__Data shown__:
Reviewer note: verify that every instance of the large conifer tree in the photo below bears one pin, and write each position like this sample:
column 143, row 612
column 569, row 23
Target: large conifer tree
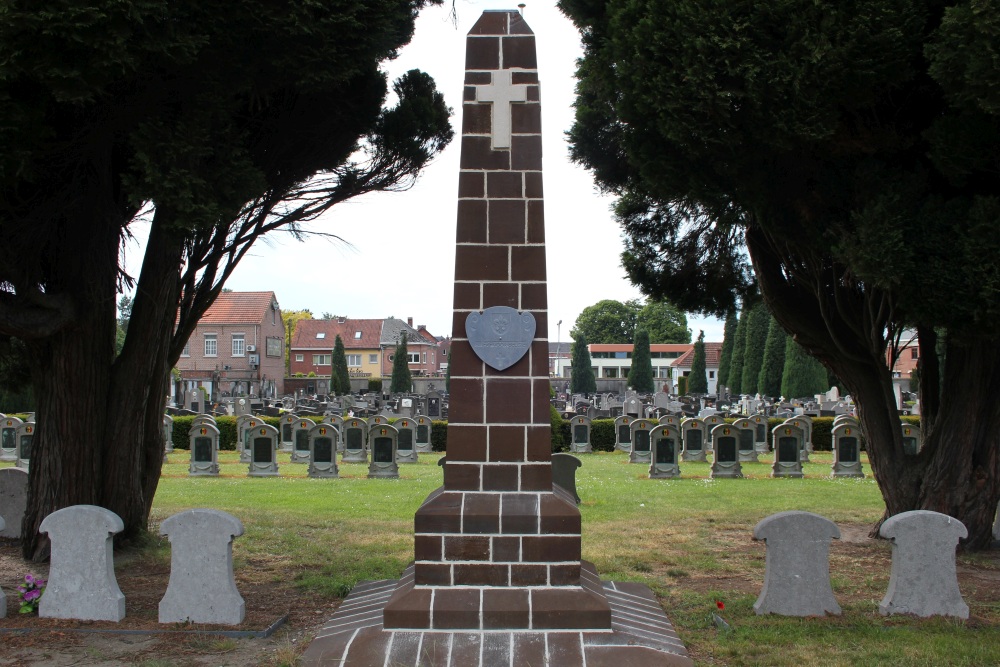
column 698, row 379
column 640, row 377
column 583, row 380
column 769, row 380
column 753, row 348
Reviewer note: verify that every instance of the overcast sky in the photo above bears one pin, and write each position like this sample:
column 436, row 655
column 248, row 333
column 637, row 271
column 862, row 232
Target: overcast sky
column 400, row 259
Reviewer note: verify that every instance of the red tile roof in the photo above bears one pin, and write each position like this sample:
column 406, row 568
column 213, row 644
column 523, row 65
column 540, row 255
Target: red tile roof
column 306, row 331
column 239, row 308
column 712, row 351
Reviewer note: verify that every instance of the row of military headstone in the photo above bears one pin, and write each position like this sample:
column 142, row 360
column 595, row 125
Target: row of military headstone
column 665, row 442
column 82, row 583
column 923, row 579
column 315, row 444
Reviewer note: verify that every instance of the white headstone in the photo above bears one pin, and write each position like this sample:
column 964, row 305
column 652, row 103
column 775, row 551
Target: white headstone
column 202, row 588
column 797, row 571
column 82, row 582
column 923, row 581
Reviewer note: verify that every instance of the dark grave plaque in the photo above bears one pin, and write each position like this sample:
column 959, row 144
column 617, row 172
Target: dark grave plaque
column 352, row 439
column 641, row 443
column 848, row 450
column 323, row 449
column 694, row 440
column 203, row 450
column 725, row 449
column 788, row 449
column 302, row 440
column 262, row 450
column 382, row 450
column 665, row 450
column 405, row 439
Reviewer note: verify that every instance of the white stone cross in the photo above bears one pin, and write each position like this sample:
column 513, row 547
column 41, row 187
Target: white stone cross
column 501, row 92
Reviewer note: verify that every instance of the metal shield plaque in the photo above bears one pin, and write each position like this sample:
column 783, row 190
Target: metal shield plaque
column 500, row 335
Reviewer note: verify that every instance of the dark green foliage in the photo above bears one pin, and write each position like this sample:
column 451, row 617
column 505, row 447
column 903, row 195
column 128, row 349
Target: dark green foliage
column 753, row 348
column 803, row 375
column 640, row 377
column 726, row 353
column 401, row 379
column 773, row 366
column 582, row 380
column 698, row 378
column 739, row 347
column 340, row 372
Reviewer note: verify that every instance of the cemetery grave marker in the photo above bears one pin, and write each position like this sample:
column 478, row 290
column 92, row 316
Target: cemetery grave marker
column 382, row 440
column 204, row 443
column 300, row 439
column 405, row 451
column 640, row 440
column 846, row 445
column 787, row 451
column 263, row 444
column 666, row 439
column 8, row 438
column 422, row 434
column 693, row 434
column 797, row 570
column 13, row 500
column 25, row 434
column 354, row 431
column 623, row 433
column 202, row 588
column 82, row 582
column 580, row 435
column 923, row 580
column 323, row 446
column 746, row 432
column 726, row 462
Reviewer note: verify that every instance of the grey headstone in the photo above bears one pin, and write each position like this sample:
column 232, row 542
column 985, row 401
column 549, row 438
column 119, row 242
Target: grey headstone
column 13, row 500
column 202, row 588
column 564, row 473
column 797, row 574
column 82, row 582
column 923, row 581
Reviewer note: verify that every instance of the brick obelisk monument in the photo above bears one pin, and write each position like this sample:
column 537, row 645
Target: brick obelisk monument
column 497, row 576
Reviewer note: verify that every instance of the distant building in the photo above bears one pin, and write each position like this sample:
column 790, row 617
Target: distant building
column 236, row 349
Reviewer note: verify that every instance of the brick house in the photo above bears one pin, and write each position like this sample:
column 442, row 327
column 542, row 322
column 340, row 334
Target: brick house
column 236, row 349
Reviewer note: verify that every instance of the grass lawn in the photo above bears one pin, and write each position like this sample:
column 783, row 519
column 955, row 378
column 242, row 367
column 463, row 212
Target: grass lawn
column 689, row 539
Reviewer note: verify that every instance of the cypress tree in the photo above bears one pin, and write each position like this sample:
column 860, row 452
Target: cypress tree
column 753, row 350
column 773, row 366
column 803, row 375
column 726, row 353
column 641, row 375
column 583, row 380
column 340, row 377
column 735, row 379
column 401, row 380
column 698, row 379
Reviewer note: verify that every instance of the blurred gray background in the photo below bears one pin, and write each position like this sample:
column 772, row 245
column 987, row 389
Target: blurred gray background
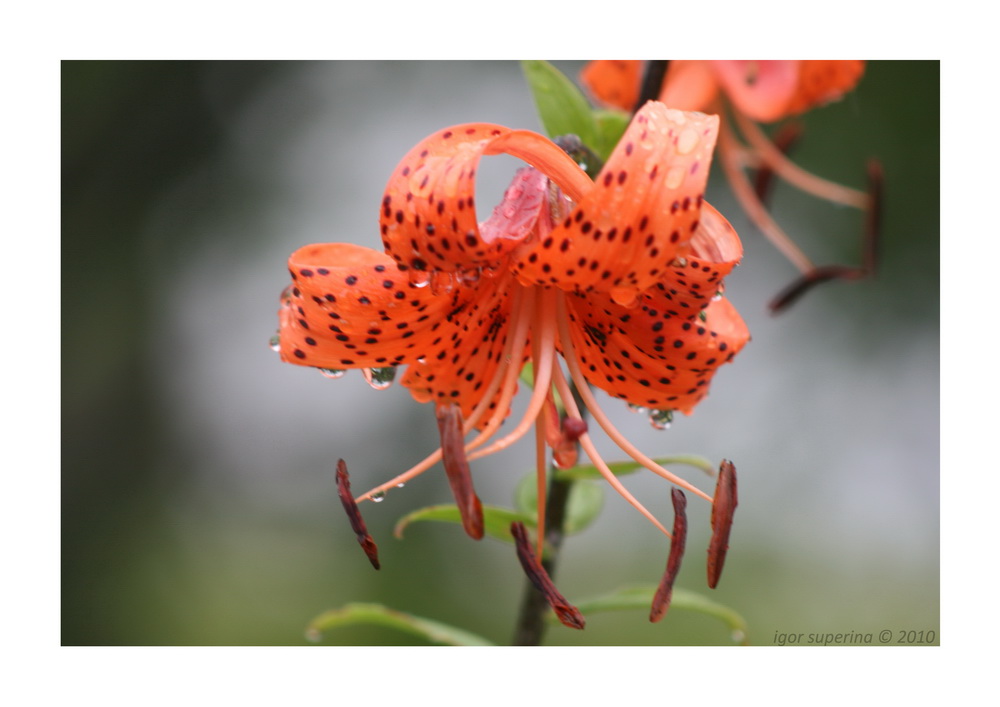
column 199, row 505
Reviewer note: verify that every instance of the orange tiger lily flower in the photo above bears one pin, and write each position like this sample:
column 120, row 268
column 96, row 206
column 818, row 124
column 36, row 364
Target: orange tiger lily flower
column 620, row 277
column 756, row 91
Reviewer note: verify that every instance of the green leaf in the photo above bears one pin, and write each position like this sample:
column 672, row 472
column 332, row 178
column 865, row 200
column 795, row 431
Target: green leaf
column 588, row 471
column 353, row 614
column 582, row 507
column 641, row 597
column 496, row 520
column 563, row 109
column 611, row 125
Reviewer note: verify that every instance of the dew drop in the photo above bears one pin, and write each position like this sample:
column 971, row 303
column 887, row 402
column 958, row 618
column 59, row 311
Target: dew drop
column 419, row 278
column 442, row 282
column 661, row 419
column 379, row 378
column 470, row 276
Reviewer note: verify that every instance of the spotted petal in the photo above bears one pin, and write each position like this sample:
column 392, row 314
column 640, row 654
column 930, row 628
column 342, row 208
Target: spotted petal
column 640, row 214
column 428, row 218
column 663, row 352
column 349, row 307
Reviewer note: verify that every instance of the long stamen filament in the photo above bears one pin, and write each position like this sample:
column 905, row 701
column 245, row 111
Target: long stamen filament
column 541, row 487
column 591, row 402
column 544, row 334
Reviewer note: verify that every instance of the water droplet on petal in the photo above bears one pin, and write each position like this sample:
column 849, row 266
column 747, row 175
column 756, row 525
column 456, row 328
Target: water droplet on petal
column 661, row 419
column 380, row 378
column 442, row 282
column 470, row 276
column 419, row 278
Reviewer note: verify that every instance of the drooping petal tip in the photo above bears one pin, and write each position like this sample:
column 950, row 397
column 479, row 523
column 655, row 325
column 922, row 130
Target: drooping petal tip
column 723, row 507
column 568, row 614
column 354, row 514
column 661, row 600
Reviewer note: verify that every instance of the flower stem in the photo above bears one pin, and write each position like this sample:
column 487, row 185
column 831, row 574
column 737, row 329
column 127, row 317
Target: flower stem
column 530, row 628
column 531, row 620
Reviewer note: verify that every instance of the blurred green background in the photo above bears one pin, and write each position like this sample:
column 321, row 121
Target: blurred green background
column 198, row 500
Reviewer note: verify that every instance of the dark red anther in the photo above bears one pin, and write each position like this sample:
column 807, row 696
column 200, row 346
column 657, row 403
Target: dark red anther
column 723, row 507
column 785, row 139
column 456, row 466
column 873, row 221
column 354, row 515
column 568, row 614
column 661, row 601
column 574, row 428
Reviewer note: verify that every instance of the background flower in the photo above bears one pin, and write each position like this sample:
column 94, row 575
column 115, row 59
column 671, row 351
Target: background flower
column 199, row 499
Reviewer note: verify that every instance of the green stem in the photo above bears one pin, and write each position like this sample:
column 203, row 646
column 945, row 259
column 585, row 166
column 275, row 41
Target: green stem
column 531, row 623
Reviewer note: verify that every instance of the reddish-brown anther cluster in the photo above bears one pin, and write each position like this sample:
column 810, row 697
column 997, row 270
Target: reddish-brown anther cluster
column 456, row 466
column 568, row 614
column 661, row 600
column 722, row 520
column 357, row 522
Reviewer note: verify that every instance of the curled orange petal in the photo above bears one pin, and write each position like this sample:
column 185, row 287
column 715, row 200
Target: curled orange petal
column 641, row 213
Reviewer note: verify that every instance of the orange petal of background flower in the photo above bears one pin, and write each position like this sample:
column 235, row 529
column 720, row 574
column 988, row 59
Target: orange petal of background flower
column 824, row 81
column 689, row 85
column 349, row 307
column 640, row 214
column 759, row 89
column 770, row 90
column 614, row 83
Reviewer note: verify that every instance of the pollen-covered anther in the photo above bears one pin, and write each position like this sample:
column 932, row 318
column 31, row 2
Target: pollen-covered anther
column 723, row 507
column 456, row 466
column 661, row 600
column 568, row 614
column 354, row 514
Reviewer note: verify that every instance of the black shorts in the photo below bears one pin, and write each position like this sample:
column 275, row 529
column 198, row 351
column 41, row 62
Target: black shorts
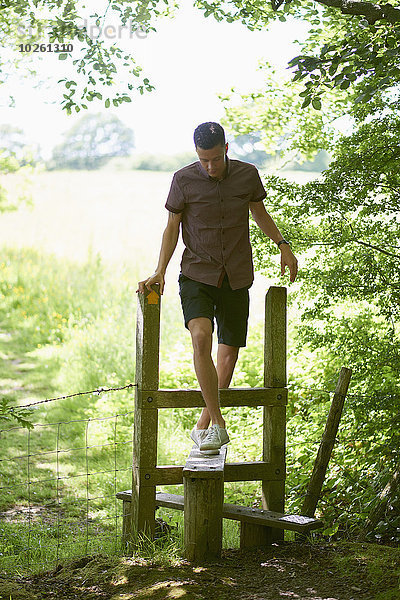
column 229, row 307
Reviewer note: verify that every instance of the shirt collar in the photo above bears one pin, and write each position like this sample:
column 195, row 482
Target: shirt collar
column 227, row 170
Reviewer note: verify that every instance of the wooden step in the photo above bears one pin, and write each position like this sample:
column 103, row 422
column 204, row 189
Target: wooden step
column 202, row 466
column 256, row 516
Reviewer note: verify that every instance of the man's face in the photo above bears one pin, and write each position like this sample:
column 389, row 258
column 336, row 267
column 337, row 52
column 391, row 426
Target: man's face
column 213, row 160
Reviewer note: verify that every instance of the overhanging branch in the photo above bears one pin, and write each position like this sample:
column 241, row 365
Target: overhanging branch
column 372, row 12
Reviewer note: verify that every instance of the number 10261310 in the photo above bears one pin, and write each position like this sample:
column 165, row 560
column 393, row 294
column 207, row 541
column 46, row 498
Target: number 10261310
column 46, row 47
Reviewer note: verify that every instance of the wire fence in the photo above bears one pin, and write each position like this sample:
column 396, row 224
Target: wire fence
column 58, row 485
column 58, row 489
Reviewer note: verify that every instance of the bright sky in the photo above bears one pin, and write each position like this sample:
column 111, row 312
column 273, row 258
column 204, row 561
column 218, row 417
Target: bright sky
column 190, row 59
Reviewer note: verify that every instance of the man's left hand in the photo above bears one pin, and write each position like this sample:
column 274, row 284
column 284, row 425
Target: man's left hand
column 288, row 259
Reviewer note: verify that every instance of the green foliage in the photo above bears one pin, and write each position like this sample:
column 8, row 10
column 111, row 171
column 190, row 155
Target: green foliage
column 285, row 129
column 102, row 64
column 92, row 142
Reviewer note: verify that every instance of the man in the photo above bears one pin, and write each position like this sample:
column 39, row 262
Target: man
column 211, row 198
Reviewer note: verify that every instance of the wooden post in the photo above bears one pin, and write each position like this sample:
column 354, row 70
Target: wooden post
column 203, row 479
column 274, row 426
column 327, row 443
column 146, row 418
column 274, row 419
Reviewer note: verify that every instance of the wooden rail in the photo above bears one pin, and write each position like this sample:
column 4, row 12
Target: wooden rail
column 149, row 399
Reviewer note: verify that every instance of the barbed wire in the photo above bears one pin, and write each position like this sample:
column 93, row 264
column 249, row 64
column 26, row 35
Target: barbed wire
column 99, row 390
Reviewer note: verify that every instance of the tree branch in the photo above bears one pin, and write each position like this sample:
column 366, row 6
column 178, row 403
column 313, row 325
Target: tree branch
column 372, row 12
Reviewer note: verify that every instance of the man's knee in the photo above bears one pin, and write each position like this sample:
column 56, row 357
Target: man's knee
column 201, row 332
column 228, row 354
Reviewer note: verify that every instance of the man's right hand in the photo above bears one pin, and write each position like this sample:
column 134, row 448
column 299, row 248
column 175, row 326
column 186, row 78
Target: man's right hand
column 147, row 283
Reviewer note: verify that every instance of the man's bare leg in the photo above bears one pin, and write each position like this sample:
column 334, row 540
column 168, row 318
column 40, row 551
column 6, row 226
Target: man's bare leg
column 226, row 361
column 201, row 332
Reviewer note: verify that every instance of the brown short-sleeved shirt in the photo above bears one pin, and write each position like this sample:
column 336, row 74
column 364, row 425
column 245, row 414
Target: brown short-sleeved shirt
column 215, row 221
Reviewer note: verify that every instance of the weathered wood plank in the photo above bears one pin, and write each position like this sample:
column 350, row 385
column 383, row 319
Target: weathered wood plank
column 327, row 443
column 246, row 471
column 253, row 397
column 142, row 519
column 203, row 500
column 274, row 417
column 257, row 516
column 201, row 466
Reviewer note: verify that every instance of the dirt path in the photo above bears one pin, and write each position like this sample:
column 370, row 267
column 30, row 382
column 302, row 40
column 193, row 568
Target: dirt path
column 292, row 571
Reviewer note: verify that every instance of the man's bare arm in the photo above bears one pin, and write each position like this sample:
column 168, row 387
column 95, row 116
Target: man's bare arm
column 168, row 245
column 268, row 226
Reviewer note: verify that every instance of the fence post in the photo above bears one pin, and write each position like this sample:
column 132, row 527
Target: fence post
column 274, row 419
column 143, row 503
column 327, row 443
column 274, row 422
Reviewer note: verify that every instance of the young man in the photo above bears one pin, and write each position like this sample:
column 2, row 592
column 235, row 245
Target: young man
column 211, row 198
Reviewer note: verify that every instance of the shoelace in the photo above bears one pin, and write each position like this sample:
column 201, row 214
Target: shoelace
column 212, row 436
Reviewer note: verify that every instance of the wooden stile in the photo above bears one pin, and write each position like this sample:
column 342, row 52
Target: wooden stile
column 203, row 480
column 145, row 422
column 274, row 418
column 327, row 443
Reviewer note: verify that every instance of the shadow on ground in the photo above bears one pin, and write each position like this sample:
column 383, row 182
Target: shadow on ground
column 342, row 571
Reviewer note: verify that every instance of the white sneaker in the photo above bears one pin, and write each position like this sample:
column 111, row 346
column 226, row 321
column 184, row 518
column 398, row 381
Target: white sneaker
column 198, row 435
column 215, row 438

__Work required__:
Convert the records above into a numbered list, from their first line through the line containing "column 315, row 444", with both of those lines included. Skip blank lines and leave the pictures out.

__The result__:
1. Reviewer note: verify that every instance of the large conifer tree in the photo below bears one pin, and write each position like this sample:
2. column 143, row 612
3. column 569, row 23
4. Target: large conifer tree
5. column 698, row 379
6. column 640, row 377
7. column 583, row 380
8. column 769, row 380
9. column 753, row 348
10. Reviewer note: verify that every instance of the overcast sky in the photo above bears one pin, and write each position like this sample:
11. column 436, row 655
12. column 248, row 333
13. column 637, row 271
14. column 862, row 232
15. Target: overcast sky
16. column 400, row 259
17. Reviewer note: verify that every instance of the red tile roof in the photo above bears one pin, and write each position like this sample:
18. column 406, row 568
19. column 213, row 644
20. column 523, row 65
21. column 540, row 255
22. Target: red tile roof
23. column 306, row 331
24. column 239, row 308
25. column 712, row 351
26. Reviewer note: verify that every instance of the row of military headstone in the photo above bears one pin, and write each position like this sample:
27. column 142, row 360
28. column 595, row 125
29. Target: row of military headstone
30. column 665, row 442
31. column 82, row 583
32. column 923, row 579
33. column 315, row 444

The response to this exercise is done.